Selection:
# Thunder and Lighting Storms



## Sabina88 (Aug 24, 2013)

Is it just me or does any one else feel a bit nervous during thunder and lighting because of their fish tanks. Especialy since their containers of water which conduct lighting plus theres electrical stuff in the water and I wouldn't want anything to happen to my fishies. 
I probably just worry to much lol


----------



## 16kehresmann (Feb 5, 2014)

I've never really worried about it... I do worry about the power going out and my fish freezing to death though 0.0


----------



## CNDBETTAS (Jun 21, 2014)

The only thing that happens when the power goes out for me is my filters shut off lol. I woudnt worry to much about anything else happening. Unless you have other tanks with air pumps your other fish might need 24/7. We actually lost power here at my house today. The whole neighborhood went dark. Everything is back on now tho and we didnt lose any fish  i think youll be okay


----------



## trilobite (May 18, 2011)

Dont think the lightning would be able to get inside your house and electrocute your fish :-D


----------



## Pippin (Apr 11, 2014)

I don't worry about thunder and lighting storms. I've only had one lightning storm, and that was a few hundred miles away from my fish. I do worry about earthquakes though. We have a lot, and I don't want a fish tank to get smashed.

Aim of the exercise: Copy out the stretch of the thread on storms and fish tanks that starts with the words containing "Is it just me" and finishes with "(Feb 5, 2014)". The listing that comes next is from a separate source.

Listing:

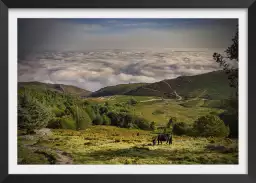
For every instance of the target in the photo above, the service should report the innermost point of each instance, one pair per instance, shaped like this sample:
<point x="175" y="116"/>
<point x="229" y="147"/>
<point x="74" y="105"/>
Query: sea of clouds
<point x="95" y="69"/>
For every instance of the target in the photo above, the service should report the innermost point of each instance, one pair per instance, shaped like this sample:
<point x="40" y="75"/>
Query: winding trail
<point x="175" y="93"/>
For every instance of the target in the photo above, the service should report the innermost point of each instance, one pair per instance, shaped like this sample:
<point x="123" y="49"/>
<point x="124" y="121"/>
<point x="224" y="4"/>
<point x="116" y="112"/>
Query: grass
<point x="112" y="145"/>
<point x="161" y="111"/>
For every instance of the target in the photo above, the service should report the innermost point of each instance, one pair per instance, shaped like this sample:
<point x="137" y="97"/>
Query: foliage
<point x="171" y="121"/>
<point x="106" y="120"/>
<point x="232" y="54"/>
<point x="153" y="125"/>
<point x="211" y="125"/>
<point x="181" y="128"/>
<point x="98" y="120"/>
<point x="31" y="114"/>
<point x="68" y="122"/>
<point x="132" y="101"/>
<point x="58" y="112"/>
<point x="103" y="110"/>
<point x="90" y="112"/>
<point x="231" y="120"/>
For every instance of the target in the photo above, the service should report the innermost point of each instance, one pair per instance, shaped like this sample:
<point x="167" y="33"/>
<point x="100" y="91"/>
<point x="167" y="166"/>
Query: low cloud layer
<point x="93" y="70"/>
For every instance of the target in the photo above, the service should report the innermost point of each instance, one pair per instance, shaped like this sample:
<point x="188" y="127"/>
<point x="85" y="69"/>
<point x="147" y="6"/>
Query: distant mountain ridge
<point x="73" y="90"/>
<point x="212" y="85"/>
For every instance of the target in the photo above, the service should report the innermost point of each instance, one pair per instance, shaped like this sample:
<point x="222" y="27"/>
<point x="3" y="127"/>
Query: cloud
<point x="93" y="70"/>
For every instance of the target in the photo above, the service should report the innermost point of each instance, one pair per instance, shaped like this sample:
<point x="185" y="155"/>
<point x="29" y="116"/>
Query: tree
<point x="232" y="54"/>
<point x="106" y="120"/>
<point x="98" y="120"/>
<point x="153" y="125"/>
<point x="32" y="114"/>
<point x="171" y="121"/>
<point x="132" y="101"/>
<point x="81" y="118"/>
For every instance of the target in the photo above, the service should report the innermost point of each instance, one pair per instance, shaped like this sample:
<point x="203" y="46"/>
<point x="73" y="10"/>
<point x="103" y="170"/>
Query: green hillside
<point x="56" y="87"/>
<point x="117" y="90"/>
<point x="213" y="85"/>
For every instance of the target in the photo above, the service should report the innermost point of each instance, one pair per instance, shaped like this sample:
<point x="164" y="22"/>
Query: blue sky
<point x="94" y="61"/>
<point x="79" y="34"/>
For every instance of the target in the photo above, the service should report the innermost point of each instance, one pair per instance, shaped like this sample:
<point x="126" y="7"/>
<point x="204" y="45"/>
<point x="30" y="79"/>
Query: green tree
<point x="106" y="120"/>
<point x="232" y="54"/>
<point x="98" y="120"/>
<point x="153" y="125"/>
<point x="32" y="114"/>
<point x="81" y="118"/>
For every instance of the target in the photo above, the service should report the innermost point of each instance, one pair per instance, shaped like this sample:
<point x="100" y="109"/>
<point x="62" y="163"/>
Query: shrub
<point x="142" y="123"/>
<point x="98" y="120"/>
<point x="231" y="120"/>
<point x="132" y="101"/>
<point x="158" y="111"/>
<point x="90" y="112"/>
<point x="170" y="122"/>
<point x="58" y="112"/>
<point x="67" y="123"/>
<point x="153" y="125"/>
<point x="181" y="128"/>
<point x="81" y="118"/>
<point x="54" y="123"/>
<point x="106" y="120"/>
<point x="103" y="110"/>
<point x="32" y="114"/>
<point x="210" y="125"/>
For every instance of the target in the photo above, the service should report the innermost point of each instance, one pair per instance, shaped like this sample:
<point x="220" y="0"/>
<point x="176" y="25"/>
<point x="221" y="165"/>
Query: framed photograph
<point x="100" y="91"/>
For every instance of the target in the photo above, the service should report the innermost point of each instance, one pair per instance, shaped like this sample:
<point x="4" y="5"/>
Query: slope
<point x="56" y="87"/>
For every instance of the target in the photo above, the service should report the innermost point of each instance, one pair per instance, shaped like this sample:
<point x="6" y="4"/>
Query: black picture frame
<point x="250" y="5"/>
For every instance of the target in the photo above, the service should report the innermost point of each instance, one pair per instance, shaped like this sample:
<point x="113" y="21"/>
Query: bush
<point x="158" y="111"/>
<point x="171" y="121"/>
<point x="90" y="112"/>
<point x="54" y="123"/>
<point x="98" y="120"/>
<point x="103" y="110"/>
<point x="81" y="118"/>
<point x="181" y="128"/>
<point x="68" y="123"/>
<point x="142" y="123"/>
<point x="231" y="120"/>
<point x="210" y="125"/>
<point x="132" y="101"/>
<point x="32" y="114"/>
<point x="106" y="120"/>
<point x="58" y="112"/>
<point x="153" y="125"/>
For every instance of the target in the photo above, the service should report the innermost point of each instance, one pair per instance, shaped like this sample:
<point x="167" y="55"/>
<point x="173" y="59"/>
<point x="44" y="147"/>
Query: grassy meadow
<point x="108" y="144"/>
<point x="113" y="145"/>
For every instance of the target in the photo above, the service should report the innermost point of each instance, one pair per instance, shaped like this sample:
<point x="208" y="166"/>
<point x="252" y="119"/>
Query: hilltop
<point x="212" y="85"/>
<point x="68" y="89"/>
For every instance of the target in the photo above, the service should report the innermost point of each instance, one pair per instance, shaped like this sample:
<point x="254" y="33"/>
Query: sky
<point x="94" y="53"/>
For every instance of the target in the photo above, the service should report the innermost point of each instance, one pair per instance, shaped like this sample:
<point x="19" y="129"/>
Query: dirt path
<point x="151" y="100"/>
<point x="175" y="93"/>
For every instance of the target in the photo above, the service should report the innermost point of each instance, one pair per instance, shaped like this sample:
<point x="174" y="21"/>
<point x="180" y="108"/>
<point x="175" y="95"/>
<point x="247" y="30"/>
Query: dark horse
<point x="163" y="137"/>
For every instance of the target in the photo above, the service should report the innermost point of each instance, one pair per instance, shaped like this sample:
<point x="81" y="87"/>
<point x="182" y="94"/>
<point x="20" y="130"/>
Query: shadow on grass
<point x="146" y="155"/>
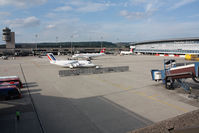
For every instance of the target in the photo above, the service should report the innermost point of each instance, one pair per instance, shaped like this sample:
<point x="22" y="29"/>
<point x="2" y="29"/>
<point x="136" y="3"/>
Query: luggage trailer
<point x="174" y="72"/>
<point x="11" y="80"/>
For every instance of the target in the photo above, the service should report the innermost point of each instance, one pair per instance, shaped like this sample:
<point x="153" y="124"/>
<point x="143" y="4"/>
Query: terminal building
<point x="170" y="46"/>
<point x="9" y="38"/>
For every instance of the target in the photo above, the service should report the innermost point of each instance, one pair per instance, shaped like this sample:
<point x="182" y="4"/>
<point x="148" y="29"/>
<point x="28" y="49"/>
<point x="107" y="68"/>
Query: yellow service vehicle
<point x="194" y="57"/>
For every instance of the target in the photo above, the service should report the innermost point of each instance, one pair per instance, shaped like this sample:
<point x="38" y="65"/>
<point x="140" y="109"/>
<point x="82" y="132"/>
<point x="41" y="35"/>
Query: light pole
<point x="101" y="41"/>
<point x="71" y="44"/>
<point x="36" y="36"/>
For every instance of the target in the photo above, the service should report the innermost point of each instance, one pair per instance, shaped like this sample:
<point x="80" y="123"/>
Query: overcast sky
<point x="92" y="20"/>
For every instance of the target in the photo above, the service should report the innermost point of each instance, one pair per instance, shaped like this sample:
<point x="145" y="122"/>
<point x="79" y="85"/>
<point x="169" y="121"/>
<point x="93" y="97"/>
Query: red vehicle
<point x="11" y="80"/>
<point x="9" y="92"/>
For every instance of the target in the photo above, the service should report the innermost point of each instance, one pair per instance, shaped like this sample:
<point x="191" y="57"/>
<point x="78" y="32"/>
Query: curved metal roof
<point x="168" y="40"/>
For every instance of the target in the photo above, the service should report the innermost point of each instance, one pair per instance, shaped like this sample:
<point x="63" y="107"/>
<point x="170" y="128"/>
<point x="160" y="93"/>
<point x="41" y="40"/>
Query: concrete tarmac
<point x="104" y="103"/>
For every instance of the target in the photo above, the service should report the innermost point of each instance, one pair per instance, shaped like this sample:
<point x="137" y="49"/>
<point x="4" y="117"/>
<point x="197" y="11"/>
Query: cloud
<point x="131" y="15"/>
<point x="64" y="8"/>
<point x="181" y="3"/>
<point x="50" y="26"/>
<point x="4" y="14"/>
<point x="149" y="7"/>
<point x="25" y="22"/>
<point x="82" y="6"/>
<point x="22" y="3"/>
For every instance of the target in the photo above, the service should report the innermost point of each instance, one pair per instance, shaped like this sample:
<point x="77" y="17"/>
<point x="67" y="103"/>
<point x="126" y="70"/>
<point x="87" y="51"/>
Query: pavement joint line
<point x="37" y="65"/>
<point x="32" y="101"/>
<point x="162" y="102"/>
<point x="153" y="98"/>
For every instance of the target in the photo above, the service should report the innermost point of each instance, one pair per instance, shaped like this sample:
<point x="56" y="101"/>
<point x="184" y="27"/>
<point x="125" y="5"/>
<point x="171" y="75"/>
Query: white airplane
<point x="69" y="63"/>
<point x="127" y="52"/>
<point x="89" y="56"/>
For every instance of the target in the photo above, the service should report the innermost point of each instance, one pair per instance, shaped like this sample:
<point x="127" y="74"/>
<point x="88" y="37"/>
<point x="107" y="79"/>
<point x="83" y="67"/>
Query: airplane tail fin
<point x="103" y="50"/>
<point x="51" y="57"/>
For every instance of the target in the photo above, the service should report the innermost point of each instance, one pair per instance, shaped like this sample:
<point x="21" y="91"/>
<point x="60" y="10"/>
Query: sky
<point x="99" y="20"/>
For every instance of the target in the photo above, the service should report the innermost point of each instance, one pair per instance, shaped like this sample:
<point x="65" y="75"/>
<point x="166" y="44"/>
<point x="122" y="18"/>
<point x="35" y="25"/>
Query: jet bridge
<point x="174" y="72"/>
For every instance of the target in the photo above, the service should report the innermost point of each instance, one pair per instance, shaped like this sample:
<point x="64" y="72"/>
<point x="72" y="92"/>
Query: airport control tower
<point x="9" y="37"/>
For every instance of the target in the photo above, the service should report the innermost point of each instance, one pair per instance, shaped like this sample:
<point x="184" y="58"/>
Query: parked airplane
<point x="89" y="56"/>
<point x="69" y="63"/>
<point x="127" y="52"/>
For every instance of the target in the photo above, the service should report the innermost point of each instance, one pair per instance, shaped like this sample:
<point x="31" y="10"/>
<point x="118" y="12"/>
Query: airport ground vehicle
<point x="127" y="52"/>
<point x="89" y="56"/>
<point x="177" y="72"/>
<point x="11" y="80"/>
<point x="69" y="63"/>
<point x="9" y="92"/>
<point x="194" y="57"/>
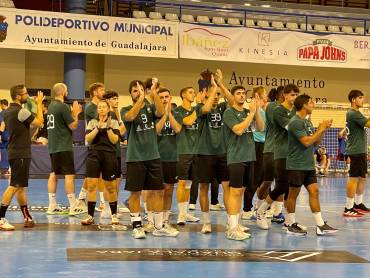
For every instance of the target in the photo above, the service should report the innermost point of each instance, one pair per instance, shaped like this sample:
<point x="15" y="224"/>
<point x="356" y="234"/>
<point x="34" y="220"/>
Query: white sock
<point x="101" y="195"/>
<point x="182" y="208"/>
<point x="206" y="218"/>
<point x="233" y="221"/>
<point x="52" y="199"/>
<point x="349" y="203"/>
<point x="318" y="219"/>
<point x="158" y="220"/>
<point x="71" y="199"/>
<point x="166" y="216"/>
<point x="262" y="209"/>
<point x="83" y="194"/>
<point x="359" y="199"/>
<point x="150" y="217"/>
<point x="290" y="219"/>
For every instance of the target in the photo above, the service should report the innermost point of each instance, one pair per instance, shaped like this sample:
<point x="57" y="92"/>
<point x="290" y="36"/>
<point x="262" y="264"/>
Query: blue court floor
<point x="43" y="252"/>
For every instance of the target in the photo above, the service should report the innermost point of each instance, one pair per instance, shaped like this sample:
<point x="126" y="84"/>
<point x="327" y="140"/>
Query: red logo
<point x="322" y="50"/>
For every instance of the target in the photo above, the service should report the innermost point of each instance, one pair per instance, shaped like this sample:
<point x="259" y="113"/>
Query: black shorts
<point x="268" y="167"/>
<point x="358" y="166"/>
<point x="241" y="174"/>
<point x="144" y="175"/>
<point x="212" y="167"/>
<point x="169" y="172"/>
<point x="100" y="162"/>
<point x="297" y="178"/>
<point x="118" y="168"/>
<point x="186" y="166"/>
<point x="20" y="169"/>
<point x="62" y="163"/>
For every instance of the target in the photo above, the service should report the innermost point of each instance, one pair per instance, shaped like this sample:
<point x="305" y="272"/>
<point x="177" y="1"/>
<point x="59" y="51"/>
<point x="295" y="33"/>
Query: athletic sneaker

Task output:
Is it just me or does any one else feel a bit nervous during thunder and lighting because of their fish tanks. Especialy since their containers of water which conduct lighting plus theres electrical stuff in the water and I wouldn't want anything to happen to my fishies. 
I probably just worry to much lol


----------



## 16kehresmann (Feb 5, 2014)